▸ TASK OBJECTIVE
Update all of the records below so that every "identify" becomes "locate" and nothing else changes. Leave the pictures out of your answer.

---------- RECORDED INFORMATION

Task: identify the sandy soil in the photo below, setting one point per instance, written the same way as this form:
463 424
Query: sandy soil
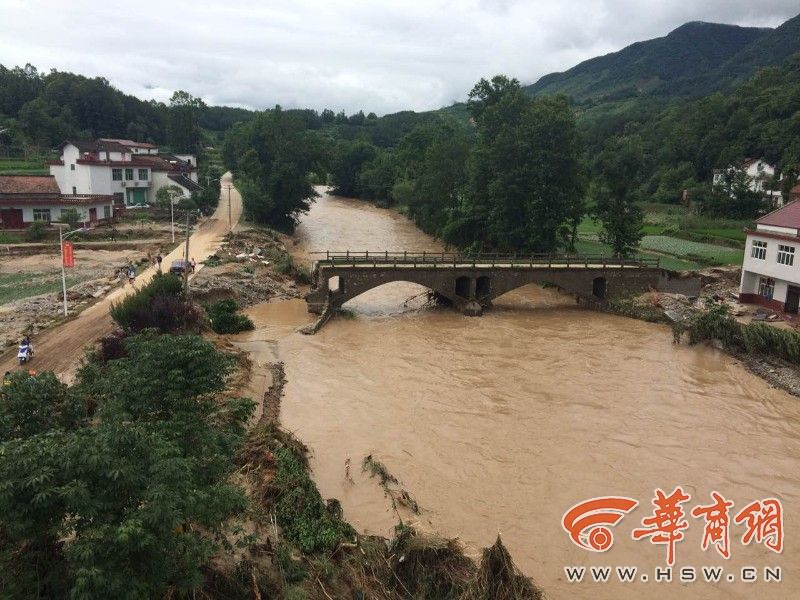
61 348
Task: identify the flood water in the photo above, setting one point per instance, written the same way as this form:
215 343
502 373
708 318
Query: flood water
499 424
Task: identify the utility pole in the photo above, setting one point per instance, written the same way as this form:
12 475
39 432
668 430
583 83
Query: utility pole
61 238
186 256
63 272
230 221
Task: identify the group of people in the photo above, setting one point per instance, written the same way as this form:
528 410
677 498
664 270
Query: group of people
129 271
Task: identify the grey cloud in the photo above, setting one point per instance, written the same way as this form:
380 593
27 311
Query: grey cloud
381 56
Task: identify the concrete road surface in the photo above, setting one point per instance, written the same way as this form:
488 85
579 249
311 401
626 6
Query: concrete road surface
60 349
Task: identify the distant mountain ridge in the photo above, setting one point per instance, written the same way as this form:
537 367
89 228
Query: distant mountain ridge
697 58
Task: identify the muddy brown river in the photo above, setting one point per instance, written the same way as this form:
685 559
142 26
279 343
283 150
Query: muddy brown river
499 424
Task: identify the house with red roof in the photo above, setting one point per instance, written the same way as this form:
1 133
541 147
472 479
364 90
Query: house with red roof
26 199
771 267
761 177
132 172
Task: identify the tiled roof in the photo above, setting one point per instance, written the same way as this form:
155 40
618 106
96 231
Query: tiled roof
788 216
54 200
28 184
130 143
93 146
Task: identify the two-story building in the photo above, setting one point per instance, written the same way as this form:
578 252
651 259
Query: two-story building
26 199
771 268
132 172
761 174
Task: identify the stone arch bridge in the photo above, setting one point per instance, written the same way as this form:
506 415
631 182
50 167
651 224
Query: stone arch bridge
471 283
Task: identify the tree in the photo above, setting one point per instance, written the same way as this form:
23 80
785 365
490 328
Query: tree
524 174
617 172
734 198
377 177
349 158
274 154
184 127
133 501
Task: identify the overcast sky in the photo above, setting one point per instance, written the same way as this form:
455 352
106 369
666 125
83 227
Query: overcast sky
378 55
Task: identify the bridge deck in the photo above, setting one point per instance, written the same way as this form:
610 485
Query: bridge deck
443 260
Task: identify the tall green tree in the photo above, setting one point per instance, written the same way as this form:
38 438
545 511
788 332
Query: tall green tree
129 503
184 122
525 170
273 156
617 175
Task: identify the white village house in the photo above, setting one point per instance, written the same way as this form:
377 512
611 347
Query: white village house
771 268
761 175
26 199
130 171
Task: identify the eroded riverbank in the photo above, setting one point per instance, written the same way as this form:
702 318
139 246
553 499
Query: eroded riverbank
502 423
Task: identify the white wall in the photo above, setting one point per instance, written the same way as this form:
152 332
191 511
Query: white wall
769 267
159 180
55 210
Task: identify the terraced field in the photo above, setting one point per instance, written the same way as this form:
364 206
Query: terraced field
688 250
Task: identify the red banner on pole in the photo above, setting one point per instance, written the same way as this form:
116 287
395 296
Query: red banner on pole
69 255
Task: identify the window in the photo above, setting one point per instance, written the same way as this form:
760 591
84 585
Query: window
759 250
41 214
766 287
785 255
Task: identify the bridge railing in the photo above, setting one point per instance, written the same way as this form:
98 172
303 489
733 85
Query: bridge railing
452 260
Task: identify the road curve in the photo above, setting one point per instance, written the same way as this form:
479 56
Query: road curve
60 349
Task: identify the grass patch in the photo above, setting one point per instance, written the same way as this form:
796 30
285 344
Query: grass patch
224 318
693 251
666 262
17 286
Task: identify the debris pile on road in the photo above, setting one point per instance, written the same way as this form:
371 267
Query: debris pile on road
252 266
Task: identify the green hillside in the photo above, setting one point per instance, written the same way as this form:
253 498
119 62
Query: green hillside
693 60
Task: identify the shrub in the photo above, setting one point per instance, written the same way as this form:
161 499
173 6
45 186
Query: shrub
224 318
716 324
112 346
161 304
301 513
36 232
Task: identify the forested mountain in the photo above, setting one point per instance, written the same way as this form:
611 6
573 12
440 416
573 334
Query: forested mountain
39 110
770 50
693 60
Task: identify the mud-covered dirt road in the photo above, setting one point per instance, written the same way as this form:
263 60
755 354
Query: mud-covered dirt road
61 348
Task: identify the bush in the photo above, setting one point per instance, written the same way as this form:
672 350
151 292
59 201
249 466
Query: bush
716 324
224 318
161 304
36 232
301 513
755 338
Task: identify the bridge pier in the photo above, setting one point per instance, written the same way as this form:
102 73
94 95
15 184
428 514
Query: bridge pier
470 284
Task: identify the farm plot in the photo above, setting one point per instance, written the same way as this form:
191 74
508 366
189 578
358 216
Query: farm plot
693 251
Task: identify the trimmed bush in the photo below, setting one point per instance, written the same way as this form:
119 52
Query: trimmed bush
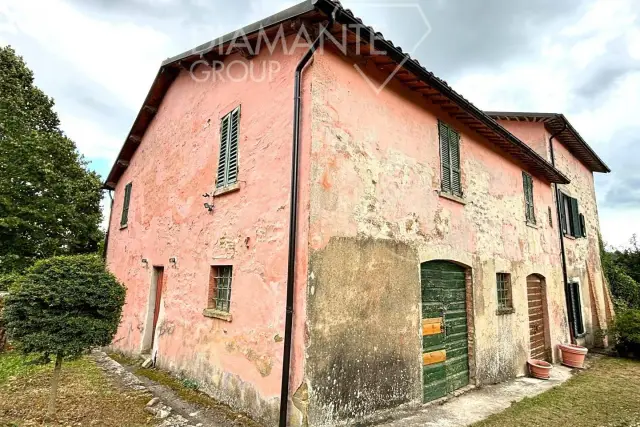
626 330
62 307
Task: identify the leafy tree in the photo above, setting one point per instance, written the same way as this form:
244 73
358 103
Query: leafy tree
61 307
49 201
629 258
620 271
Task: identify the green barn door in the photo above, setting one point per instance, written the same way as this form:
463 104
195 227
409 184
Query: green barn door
445 357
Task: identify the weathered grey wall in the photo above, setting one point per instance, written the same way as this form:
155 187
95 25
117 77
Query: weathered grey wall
375 175
363 311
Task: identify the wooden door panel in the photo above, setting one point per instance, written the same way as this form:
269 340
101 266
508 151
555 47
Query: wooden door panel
537 338
444 327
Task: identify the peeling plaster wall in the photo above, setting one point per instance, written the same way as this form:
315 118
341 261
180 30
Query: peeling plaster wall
375 177
581 252
239 362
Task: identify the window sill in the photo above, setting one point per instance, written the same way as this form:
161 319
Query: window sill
227 189
216 314
453 198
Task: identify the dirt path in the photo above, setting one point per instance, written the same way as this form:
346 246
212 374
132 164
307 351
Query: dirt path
192 409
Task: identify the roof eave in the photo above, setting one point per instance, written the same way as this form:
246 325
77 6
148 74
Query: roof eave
592 160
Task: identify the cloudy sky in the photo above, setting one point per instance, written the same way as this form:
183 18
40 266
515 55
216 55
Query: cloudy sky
97 59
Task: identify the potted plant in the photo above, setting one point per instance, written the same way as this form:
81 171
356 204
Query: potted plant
539 369
573 355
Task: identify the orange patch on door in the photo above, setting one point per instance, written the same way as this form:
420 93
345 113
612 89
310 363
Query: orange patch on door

--------------------

▸ SOLUTION FOR THIS EXERCISE
Task: locate the sandy soil in the photo below, setting one point per instance, written the same way as this form:
463 424
Query: sandy soil
61 348
Task: locate the flood water in the photo above, setting one point per instance, written the same way as this form:
215 343
502 373
708 318
Query: flood water
499 424
Task: locate the utility pole in the photo above, setting one point per instance, written the same way as this form:
12 475
39 432
668 430
583 83
Query: utility pole
61 238
186 256
63 272
230 221
Task: locate the group of people in the photo above, setting one point per instance, written the same way as this form:
528 410
677 498
664 270
Query: group of people
129 271
Task: locate the grey cloud in the photo above, setting one point per instance, written the same way as this form:
380 593
27 311
Query: grey cloud
381 56
Task: locate the concrete road surface in the photo above, setting one point per instance, written the same way as this form:
488 85
579 249
311 401
626 6
Query: concrete road surface
60 349
Task: locate the distant mountain ridge in the photo above, setting one point per instance, written the same way as this form:
537 367
89 228
Query: distant mountain ridge
697 58
Task: locate the muddy brown river in the photo above, setting one point per instance, written the same way as this form:
685 559
142 26
279 343
283 150
Query: muddy brown river
499 424
Task: locate the house with red roof in the photo above, setting one point per instance, written the same way as this form:
1 133
541 147
472 479
364 90
Query: house with red roof
26 199
771 267
761 177
132 172
Task: locate the tiled roof in the photo above, setting one point per instance, written the same way as this form:
155 40
618 106
96 231
Query: tiled roof
788 216
54 200
28 184
130 143
93 146
Task: locate the two-story building in the photo above, setting one point per instance, written the same way as this form:
578 252
651 259
Query: two-story building
26 199
771 268
132 172
761 174
Task: locate the stone arch bridge in the photo above, setting one point per instance, written the same way as this form:
506 415
631 182
50 167
651 224
Query: stone arch bridge
471 283
Task: locate the tree in the photo above, setting one point per instance, written the same way as this form:
23 80
785 365
490 328
Query: tree
524 174
617 172
734 198
377 177
349 158
274 154
184 127
133 501
Task: locate the overcast sky in the photo above, setting one point per instance, written the same way as this form:
455 352
106 369
666 125
83 227
Query: overcast sky
378 55
Task: locate the bridge deck in the photo above, setting one point per instance, written the same way as this form:
610 485
Query: bridge deck
443 260
Task: locate the tall green tree in the photo above, setting one point per instance, written the same way as this form:
38 438
545 511
788 332
Query: tall green tree
129 503
184 122
525 170
273 156
617 175
Task: locate the white village house in the photo above, setting one point per instance, written the same way as this form:
377 512
611 347
Query: white village house
771 268
761 175
26 199
130 171
Task: locate the eroded riverbank in the photo above, setting one point per instance, written the same way as this form:
702 318
139 246
553 499
Query: eroded riverbank
502 423
Task: locate the white wall in the photo above, setting one point per instance, written the same way as this form:
152 332
191 511
Query: white wall
769 267
159 180
55 210
Task: locate the terraced field in the photo above, setting one point per instance, written the same way as this form:
364 206
Query: terraced field
688 250
Task: locate the red banner on pole in the photo above, setting one point per instance, written the same way as this form:
116 287
395 296
Query: red banner on pole
69 255
Task: locate the window in the photo above, setting one point per instance, written the same way as this form:
760 591
84 585
Query: window
759 250
41 214
766 287
785 255
Task: locate the bridge railing in the photo above, setting one point per instance, written the same way as this form:
98 172
303 489
733 85
Query: bridge railing
452 260
Task: locate the road curve in the photo above, setting one point per instance, written the same way as this form:
479 56
Query: road curve
60 349
Task: locate the grass patch in the photo above, setting one point per instance, written the same way as this form:
796 30
285 344
Query: grass patch
224 318
693 251
666 262
17 286
Task: locate the debris pile on road in the photo above, setting one point per instance, written the same way as this form:
371 267
Query: debris pile on road
252 266
Task: locate the green hillside in the photo above, setting one point per instance, written the same way as this form:
253 498
119 62
Query: green hillside
693 60
Task: locate the shrub in the photo above, setting one point per instance, written the same way as this form:
161 499
173 6
45 186
Query: shrub
224 318
716 324
112 346
161 304
301 513
36 232
Task: locate the forested mountain in the photo above, setting one point per instance, written the same way as this form:
611 6
573 12
440 416
573 334
Query: forested mountain
39 110
770 50
693 60
Task: locate the mud-covered dirt road in the photo above, setting one point per instance, written the same way as this form:
263 60
755 354
Query: mud-covered dirt road
61 348
Task: locate the bush in the photo above, setting one point per instance, written the same way as this form:
672 350
151 292
59 201
249 466
Query: bush
716 324
224 318
161 304
36 232
301 513
755 338
Task: locate the bridge pier in the photo above, setting one point per instance, written the same way as this form:
102 73
94 95
15 184
428 514
Query: bridge pier
470 284
Task: locate the farm plot in the photo above, setting one point per instance, written the same way as this form:
191 74
508 366
189 578
358 216
Query: farm plot
693 251
Task: locate the trimmed bush in the photo below, setting one point per instance, written the same way as this form:
119 52
Query: trimmed bush
626 330
62 307
Task: locate the leafy tree in the photo above, setting one point per instance, written the same way as this form:
244 73
358 103
Query: leafy tree
61 307
49 201
629 258
620 271
Task: locate the green barn door in the photo above, setting one point per instance, written the same way as this form:
463 104
195 227
409 184
Query: green barn door
445 357
Task: locate the weathered grey wall in the photo above, setting one point per instance, written the same way as this form:
155 187
95 25
117 77
Query: weathered grey wall
375 175
363 311
Task: locate the wooden door panel in the photo above, setting one point per instance, written the same way as this form:
269 340
101 266
508 151
555 47
Query: wooden door panel
537 338
444 327
Task: locate the peeling plaster wall in the photo above, setting one point per instance, written the same way as this form:
315 118
341 261
180 30
Query: peeling plaster wall
375 177
581 252
239 362
Task: locate the window sill in the photo above, setting one point per instance, written the same way as this form:
161 319
Query: window sill
227 189
216 314
453 198
Task: locate the dirt path in the photo above, setting one point per instance, written the same way as this form:
346 246
212 374
132 164
307 351
Query: dirt path
192 409
Task: locate the roof eave in the photo above, setting one point per instance, written the same way as this form:
246 325
77 6
148 74
Query: roof eave
592 160
Task: locate the cloudy sky in the photo above, setting one point per instance, written the same way as this form:
183 18
40 266
515 55
216 55
Query: cloudy sky
97 59
Task: locate the potted plant in the photo above, setting one point per instance, written the same way as this form:
81 171
356 204
Query: potted plant
539 369
573 355
Task: locate the orange patch on door in the photo above, setting one point per instance, written the same way as this form:
420 93
345 113
612 89
310 363
Query: orange patch on door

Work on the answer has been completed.